▸ **WHAT YOU NEED TO DO**:
Having found the line that holds "Examine the image above carefully. Where does the shrub", give that line and all lines after it again, word for word, through the end of the data below.

▸ **INFORMATION PROVIDED**:

*** Block opens ***

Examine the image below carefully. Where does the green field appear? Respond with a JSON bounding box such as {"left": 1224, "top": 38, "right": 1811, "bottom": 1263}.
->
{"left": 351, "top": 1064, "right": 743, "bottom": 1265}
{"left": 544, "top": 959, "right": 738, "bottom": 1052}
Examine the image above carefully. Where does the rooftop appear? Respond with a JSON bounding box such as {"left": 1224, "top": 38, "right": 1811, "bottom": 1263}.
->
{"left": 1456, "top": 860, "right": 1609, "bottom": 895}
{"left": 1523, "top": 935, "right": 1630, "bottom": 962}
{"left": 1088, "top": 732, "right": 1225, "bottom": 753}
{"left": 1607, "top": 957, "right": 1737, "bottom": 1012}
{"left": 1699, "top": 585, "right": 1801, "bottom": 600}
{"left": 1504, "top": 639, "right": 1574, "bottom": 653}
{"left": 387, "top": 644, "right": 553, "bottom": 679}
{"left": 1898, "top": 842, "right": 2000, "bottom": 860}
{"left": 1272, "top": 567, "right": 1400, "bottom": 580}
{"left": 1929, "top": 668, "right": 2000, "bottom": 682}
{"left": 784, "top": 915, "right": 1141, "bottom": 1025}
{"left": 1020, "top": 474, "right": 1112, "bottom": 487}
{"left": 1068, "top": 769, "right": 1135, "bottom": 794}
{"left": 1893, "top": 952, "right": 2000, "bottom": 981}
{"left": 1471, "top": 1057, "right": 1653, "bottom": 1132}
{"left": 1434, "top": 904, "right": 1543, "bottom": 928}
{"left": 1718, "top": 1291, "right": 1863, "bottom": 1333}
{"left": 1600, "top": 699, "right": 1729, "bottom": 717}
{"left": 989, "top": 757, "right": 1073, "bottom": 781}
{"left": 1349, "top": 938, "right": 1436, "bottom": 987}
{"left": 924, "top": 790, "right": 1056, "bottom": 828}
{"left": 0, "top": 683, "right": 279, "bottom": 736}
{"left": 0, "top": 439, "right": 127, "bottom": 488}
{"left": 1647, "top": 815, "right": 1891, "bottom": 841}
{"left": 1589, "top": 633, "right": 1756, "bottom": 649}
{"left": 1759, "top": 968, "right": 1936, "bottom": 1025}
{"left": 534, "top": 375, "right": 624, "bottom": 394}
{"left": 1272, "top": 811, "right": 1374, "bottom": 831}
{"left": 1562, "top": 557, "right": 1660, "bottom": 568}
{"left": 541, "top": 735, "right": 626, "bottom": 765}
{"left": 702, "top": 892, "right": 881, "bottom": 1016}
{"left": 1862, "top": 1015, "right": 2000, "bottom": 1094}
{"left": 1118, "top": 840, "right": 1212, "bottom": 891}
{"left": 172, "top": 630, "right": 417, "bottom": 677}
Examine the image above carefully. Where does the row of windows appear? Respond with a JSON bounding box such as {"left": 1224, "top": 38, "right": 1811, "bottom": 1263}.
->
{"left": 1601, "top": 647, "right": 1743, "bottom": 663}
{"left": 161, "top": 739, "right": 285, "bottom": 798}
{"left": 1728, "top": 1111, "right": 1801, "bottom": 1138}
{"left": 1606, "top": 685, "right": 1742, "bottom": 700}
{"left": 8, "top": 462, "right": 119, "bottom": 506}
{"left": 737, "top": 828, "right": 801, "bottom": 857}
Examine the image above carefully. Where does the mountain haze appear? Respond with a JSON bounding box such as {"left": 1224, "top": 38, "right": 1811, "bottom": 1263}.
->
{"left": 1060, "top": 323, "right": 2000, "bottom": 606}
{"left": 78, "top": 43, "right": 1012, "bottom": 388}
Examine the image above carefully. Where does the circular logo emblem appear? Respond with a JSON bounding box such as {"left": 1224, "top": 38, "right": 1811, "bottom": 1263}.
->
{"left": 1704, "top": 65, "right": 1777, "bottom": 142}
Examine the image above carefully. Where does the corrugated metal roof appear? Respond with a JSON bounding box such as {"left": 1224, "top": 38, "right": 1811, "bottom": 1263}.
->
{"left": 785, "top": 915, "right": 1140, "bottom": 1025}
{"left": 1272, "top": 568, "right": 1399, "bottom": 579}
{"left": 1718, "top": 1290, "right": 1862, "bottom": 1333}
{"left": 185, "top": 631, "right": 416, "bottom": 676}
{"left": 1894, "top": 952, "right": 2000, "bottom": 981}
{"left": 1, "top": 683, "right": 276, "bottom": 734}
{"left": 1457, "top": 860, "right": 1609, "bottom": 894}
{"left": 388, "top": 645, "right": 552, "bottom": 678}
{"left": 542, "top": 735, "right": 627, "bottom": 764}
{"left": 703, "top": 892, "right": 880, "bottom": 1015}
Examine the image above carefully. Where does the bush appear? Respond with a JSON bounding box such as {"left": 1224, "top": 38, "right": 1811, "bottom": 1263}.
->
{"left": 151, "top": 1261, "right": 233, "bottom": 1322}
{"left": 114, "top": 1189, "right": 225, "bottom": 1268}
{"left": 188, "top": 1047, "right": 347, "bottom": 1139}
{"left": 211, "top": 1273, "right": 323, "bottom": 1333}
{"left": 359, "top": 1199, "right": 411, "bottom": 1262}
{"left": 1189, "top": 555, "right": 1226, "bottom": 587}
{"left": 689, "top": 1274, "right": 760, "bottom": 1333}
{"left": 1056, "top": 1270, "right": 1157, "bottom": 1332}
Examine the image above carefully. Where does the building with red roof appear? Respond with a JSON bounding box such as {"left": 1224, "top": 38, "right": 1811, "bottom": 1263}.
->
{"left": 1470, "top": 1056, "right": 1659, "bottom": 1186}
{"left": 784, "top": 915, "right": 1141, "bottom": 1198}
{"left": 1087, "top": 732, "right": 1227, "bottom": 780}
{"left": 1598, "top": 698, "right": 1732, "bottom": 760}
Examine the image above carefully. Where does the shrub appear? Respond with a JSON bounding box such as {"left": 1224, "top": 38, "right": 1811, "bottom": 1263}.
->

*** Block closes ***

▸ **RESPONSE TO THE TASK**:
Examine the image above carefully. Where does the shrub appear? Respond with a JSON bounding box such as {"left": 1224, "top": 38, "right": 1811, "bottom": 1263}.
->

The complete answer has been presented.